# Task instructions:
a) In the reflection on tangled necklaces and stress-reduction classes, how long is the body scan that the MBSR class requires each evening?
b) Continue the reflection on tangled necklaces and stress-reduction classes, beginning after its final sentence.

# Source passage:

“Jesus Christ is able to untangle all the snarls in my soul, to banish all my complexes, and to transform even my fixed habit patterns, no matter how deeply they are etched in my subconscious.” — Corrie ten Boom
One day last week, I was running late for my bus; and I still needed to grab a necklace to wear. Reaching for the one I wanted out of my jewelry box, you can imagine my dismay when I saw it was completely tangled up with another one… too tangled for me to get undone and still make it to my bus. I rarely have the patience to untangle a mess like that, and I really didn’t have any that particular morning. Usually, I will enlist the help of my eldest daughter, who was blessed with far more patience than I will ever have. Unfortunately, I didn’t have time that morning.
I’ve been thinking about how life can get that way… tangled. We become so tangled up in poor choices we’ve made or events that have happened to us, that it becomes close to impossible to get ourselves undone. Sometimes the more we try, the tighter the tangles become. What if the secret is to let go? To stop trying so hard…
I am blessed to have an employer who provides membership to a healthy living center for a considerably reduced fee. I recently joined and am taking two classes there that have to do with stress reduction. One of them is Resilience Training (based on the work of Dr. Amit Sood, who actually leads a few of the classes), and the other one is Mindfulness Based Stress Reduction (MBSR). Although both classes deal with mindfulness and gratitude among other things, it is interesting to see how the focus is different. In resilience training, we are taught to focus our attention on what is immediately in our present reality… not to get lost in the attention black holes of our past or be looking too far ahead into our future. Dr. Sood uses the analogy of driving a car. We don’t (or at least shouldn’t if we’re smart) spend too much time looking in our rearview mirror as we’re driving along in our car. Nor should we spend too much time looking ahead beyond the area where our headlights reach when we’re driving at night. We are wise to focus just on that bit of territory directly within the reach of our headlights. In the MBSR class, on the other hand, we are taught to let thoughts go. We acknowledge them as they pop into our heads, but we don’t dwell on them. For example, we are required to do a 27-minute body scan each evening whereby we listen to a CD with the instructor leading us through various parts of our body… focusing on them, the feelings associated with those areas, any pain we might be feeling, pleasant feelings, etc. Due to the nature of the mind, it is easy to get sidetracked. Our minds tend to wander. We are taught, however, to gently bring them back to the area we are focusing on. We don’t deny the thoughts we have, nor do we dwell on them; we simply acknowledge them and move on. “Hmmm… I’m feeling angry. I wonder what brought that on? Interesting” (and then let it go).

# Listed entries:
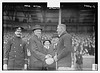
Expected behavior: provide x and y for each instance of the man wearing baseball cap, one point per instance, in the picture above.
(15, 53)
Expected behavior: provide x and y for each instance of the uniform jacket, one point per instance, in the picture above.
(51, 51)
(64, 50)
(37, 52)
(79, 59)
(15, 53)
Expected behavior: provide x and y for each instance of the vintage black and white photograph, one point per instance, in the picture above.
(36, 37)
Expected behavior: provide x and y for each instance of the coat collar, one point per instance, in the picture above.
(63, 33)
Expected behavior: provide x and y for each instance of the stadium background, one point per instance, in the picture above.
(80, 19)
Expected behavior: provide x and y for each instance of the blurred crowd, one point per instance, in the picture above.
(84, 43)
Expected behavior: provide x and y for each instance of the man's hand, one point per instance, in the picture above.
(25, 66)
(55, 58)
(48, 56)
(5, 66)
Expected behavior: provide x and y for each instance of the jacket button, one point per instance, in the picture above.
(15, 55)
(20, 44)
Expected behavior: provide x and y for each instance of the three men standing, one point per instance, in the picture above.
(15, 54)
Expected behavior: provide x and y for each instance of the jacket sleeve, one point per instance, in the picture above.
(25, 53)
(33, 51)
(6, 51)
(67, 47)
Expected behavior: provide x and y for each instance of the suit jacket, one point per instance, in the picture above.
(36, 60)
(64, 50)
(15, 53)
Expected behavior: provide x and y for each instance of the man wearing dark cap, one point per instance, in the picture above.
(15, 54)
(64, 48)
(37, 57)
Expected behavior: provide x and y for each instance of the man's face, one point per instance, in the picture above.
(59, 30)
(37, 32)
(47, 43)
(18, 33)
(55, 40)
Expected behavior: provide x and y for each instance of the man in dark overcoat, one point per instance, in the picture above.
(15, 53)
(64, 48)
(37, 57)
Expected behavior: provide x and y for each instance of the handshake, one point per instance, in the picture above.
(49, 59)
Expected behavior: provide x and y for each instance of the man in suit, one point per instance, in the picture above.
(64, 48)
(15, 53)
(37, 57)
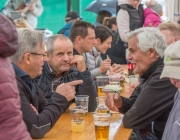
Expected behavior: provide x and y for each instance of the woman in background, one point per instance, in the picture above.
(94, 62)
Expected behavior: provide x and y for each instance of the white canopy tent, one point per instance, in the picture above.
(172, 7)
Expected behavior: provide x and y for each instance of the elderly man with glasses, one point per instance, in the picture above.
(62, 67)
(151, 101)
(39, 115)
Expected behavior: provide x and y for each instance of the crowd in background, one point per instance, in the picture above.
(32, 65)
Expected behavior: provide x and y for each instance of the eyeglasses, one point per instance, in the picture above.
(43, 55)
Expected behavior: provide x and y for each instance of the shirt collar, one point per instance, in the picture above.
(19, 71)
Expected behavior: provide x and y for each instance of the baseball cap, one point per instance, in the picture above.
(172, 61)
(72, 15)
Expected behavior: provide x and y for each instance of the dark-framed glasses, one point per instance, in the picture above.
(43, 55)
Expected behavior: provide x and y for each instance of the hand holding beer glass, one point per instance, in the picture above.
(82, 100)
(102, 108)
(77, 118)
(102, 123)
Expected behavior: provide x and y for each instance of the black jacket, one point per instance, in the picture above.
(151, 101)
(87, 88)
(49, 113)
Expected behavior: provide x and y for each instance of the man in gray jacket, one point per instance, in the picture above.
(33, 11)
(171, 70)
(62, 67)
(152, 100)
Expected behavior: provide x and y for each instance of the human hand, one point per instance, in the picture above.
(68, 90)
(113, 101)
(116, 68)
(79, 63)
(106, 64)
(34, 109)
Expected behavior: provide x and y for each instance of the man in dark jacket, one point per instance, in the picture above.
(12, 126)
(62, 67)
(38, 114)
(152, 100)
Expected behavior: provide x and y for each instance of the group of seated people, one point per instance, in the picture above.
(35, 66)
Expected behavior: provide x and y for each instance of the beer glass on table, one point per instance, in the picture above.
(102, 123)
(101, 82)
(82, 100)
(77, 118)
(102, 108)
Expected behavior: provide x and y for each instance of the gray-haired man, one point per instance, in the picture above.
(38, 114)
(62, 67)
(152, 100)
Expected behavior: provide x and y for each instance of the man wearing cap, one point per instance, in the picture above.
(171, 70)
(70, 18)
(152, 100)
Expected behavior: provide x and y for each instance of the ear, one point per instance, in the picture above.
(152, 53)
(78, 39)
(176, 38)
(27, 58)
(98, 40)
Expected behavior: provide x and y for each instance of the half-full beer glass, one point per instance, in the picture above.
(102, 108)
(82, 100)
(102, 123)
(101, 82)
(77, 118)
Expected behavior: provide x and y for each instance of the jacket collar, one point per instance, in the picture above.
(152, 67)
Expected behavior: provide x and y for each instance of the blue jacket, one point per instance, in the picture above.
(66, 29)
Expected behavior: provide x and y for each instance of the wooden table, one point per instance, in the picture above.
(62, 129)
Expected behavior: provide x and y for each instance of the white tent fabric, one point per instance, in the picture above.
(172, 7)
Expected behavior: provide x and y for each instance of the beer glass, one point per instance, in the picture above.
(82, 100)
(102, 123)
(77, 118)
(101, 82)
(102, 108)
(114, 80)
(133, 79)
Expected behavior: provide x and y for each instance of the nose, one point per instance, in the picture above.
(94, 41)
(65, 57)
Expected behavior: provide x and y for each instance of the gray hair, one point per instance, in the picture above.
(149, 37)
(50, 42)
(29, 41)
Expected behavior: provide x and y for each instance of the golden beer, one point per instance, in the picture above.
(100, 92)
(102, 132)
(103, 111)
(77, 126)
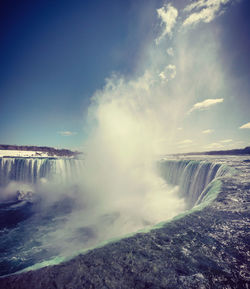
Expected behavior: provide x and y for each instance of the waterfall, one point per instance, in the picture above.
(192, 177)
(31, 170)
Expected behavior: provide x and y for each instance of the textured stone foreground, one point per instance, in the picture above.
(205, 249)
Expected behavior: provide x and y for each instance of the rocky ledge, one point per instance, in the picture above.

# Answers by item:
a) 27 minutes.

b)
I have spent the past 20 years of my life dwelling on the same problem over and over. The problem hasn’t changed, but the way I am beginning to think about it has. I’m not a slow learner. I just get stuck in wanting to do the right thing. Sometimes doing the right thing is to let go. I am learning that sometimes by letting go, the answer we have been so desperately searching for (and which has been there all along) is now able to make its way to the surface where it can be heard. I am learning that the answer lies within our heart, and sometimes we tend to analyze with our minds to such an extent that we kill the instinct of our hearts. When we kill the instinct of our hearts, we are in essence stilling the voice of the Holy Spirit within us. If we don’t listen to the Holy Spirit within, we are failing to be obedient to the call of God in our lives. That’s when things become so tangled.
I am learning, through these classes, to become reacquainted with the Lori Lynn I was a long time ago… a Lori Lynn I really liked. I am learning that I have spent the majority of my adult years buried in busy-ness… steeped in worry and frustration… out of balance. I have let life control me. I have allowed circumstances to remake me into something I am not. It is only in spending patient time alone… learning to just be (instead of always doing) that the reality of my present can become the discovery of my future. I’m looking forward to where God wants to take me with all I am learning. It should be an exciting journey filled with wonder and surprise.
How about you? Have you ever found your life tangled up beyond belief? What did you do to try to get it untangled? Did it work, or did you find it becoming more tangled the harder you tried?
Abba… untangle the snarls in my soul, banish all my complexes, and transform my fixed habit patterns that I might glorify You. In Jesus’ name. Amen.